What you have to do: Write out the lines of the records word for word, starting at the line that contains "of the fighter" and stopping after the line that contains "x=392 y=185", with both of those lines included.
++++ Dataset entries
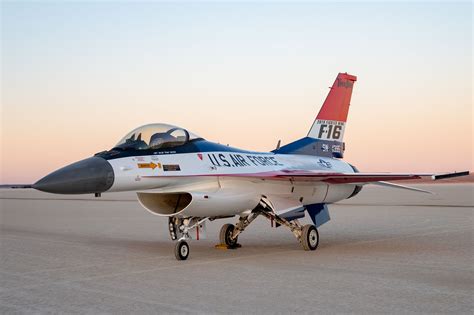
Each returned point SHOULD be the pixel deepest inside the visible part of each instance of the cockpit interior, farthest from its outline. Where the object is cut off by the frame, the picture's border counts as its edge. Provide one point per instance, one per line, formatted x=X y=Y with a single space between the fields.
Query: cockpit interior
x=155 y=137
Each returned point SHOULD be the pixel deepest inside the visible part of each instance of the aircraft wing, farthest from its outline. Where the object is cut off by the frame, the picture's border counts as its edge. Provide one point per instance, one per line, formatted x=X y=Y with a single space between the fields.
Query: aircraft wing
x=347 y=178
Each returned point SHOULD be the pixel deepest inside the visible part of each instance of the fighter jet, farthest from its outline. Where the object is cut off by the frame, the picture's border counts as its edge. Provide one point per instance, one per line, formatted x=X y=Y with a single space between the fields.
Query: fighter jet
x=181 y=176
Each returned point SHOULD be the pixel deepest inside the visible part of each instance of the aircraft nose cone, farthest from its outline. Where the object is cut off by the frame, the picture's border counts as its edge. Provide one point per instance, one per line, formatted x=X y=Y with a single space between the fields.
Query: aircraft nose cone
x=92 y=175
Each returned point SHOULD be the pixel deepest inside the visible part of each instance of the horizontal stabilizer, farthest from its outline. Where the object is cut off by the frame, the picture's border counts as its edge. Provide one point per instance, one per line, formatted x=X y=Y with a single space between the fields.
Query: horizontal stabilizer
x=450 y=175
x=392 y=185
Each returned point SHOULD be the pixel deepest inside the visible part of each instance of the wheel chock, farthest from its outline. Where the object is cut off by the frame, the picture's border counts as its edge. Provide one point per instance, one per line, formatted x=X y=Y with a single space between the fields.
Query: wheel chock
x=224 y=246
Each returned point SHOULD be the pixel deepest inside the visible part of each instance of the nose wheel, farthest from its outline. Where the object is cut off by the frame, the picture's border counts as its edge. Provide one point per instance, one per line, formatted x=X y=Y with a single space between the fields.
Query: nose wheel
x=181 y=250
x=226 y=236
x=309 y=237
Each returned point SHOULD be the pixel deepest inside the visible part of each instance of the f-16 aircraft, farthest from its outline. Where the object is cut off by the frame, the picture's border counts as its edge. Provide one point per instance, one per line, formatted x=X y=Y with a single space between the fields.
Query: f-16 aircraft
x=180 y=175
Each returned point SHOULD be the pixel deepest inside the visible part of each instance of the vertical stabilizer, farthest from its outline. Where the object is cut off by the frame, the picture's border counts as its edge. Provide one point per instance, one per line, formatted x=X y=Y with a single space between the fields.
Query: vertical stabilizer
x=331 y=119
x=325 y=138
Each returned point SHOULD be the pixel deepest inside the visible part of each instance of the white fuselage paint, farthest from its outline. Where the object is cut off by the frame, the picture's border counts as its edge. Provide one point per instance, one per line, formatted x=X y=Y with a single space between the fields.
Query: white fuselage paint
x=217 y=180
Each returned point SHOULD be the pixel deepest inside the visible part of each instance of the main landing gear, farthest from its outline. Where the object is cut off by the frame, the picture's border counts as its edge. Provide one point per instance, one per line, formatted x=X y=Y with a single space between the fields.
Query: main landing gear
x=180 y=228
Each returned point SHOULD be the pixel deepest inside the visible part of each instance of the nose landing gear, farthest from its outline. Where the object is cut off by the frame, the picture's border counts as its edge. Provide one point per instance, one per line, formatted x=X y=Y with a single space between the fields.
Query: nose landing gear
x=181 y=250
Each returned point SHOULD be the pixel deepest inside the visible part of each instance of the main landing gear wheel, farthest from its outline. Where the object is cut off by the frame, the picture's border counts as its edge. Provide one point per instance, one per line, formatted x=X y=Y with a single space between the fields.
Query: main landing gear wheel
x=225 y=235
x=309 y=237
x=181 y=250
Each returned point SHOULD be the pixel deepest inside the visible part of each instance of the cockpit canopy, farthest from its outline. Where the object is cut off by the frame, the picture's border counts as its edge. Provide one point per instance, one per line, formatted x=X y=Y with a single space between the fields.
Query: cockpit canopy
x=155 y=137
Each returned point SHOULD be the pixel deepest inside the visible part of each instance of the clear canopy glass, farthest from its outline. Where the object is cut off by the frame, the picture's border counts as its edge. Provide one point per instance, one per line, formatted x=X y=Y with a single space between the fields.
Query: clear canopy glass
x=155 y=136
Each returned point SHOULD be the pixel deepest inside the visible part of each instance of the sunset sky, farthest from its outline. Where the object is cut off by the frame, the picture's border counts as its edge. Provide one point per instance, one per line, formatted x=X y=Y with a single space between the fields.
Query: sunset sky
x=78 y=76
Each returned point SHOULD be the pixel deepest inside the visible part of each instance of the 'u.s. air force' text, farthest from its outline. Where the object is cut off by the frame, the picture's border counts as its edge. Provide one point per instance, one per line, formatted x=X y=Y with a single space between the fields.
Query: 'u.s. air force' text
x=240 y=160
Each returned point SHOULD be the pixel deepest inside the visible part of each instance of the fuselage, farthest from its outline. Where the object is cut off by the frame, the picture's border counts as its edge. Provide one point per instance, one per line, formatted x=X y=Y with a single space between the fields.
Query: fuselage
x=213 y=178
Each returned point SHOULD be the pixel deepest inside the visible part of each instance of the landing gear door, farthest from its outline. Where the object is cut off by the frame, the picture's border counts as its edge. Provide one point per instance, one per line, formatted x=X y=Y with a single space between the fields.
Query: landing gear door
x=199 y=232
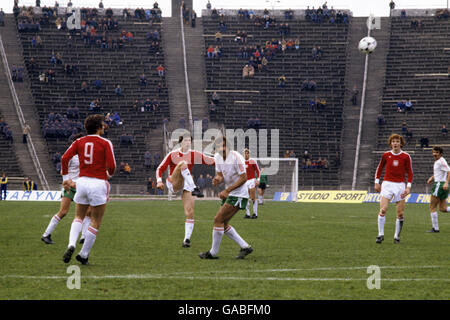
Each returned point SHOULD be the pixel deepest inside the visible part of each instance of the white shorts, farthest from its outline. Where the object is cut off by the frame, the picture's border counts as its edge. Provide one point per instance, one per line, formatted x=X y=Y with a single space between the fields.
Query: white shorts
++++++++
Complete output:
Each returned point SHOULD be the pixel deepest inside the visible part of each instance of the fighter jet, farthest from its outline. Where the object is cut off by the frame, the picture's border counts as its edge. Provide one point per instance, one per line, formatted x=X y=Y with a single space between the fields.
Query: fighter jet
x=181 y=176
Each returned point SHOULD be the pixel deepest inside the visible part of each instance of the aircraft nose cone, farthest from its outline. Where the object is cut off by the frame, the picture's border counts as its edge. Provide one point per instance, one per line, formatted x=X y=Y with a single space between the fields.
Query: aircraft nose cone
x=92 y=175
Each returned point SHOULD be the pixel deepest inside the visible part of each instance of the horizontal stabilizer, farthest from its outline. Where the object is cut off by the frame, the picture's border counts as its edge. Provide one point per instance, one per line, formatted x=X y=Y with a single space between the fields.
Query: horizontal stabilizer
x=450 y=175
x=392 y=185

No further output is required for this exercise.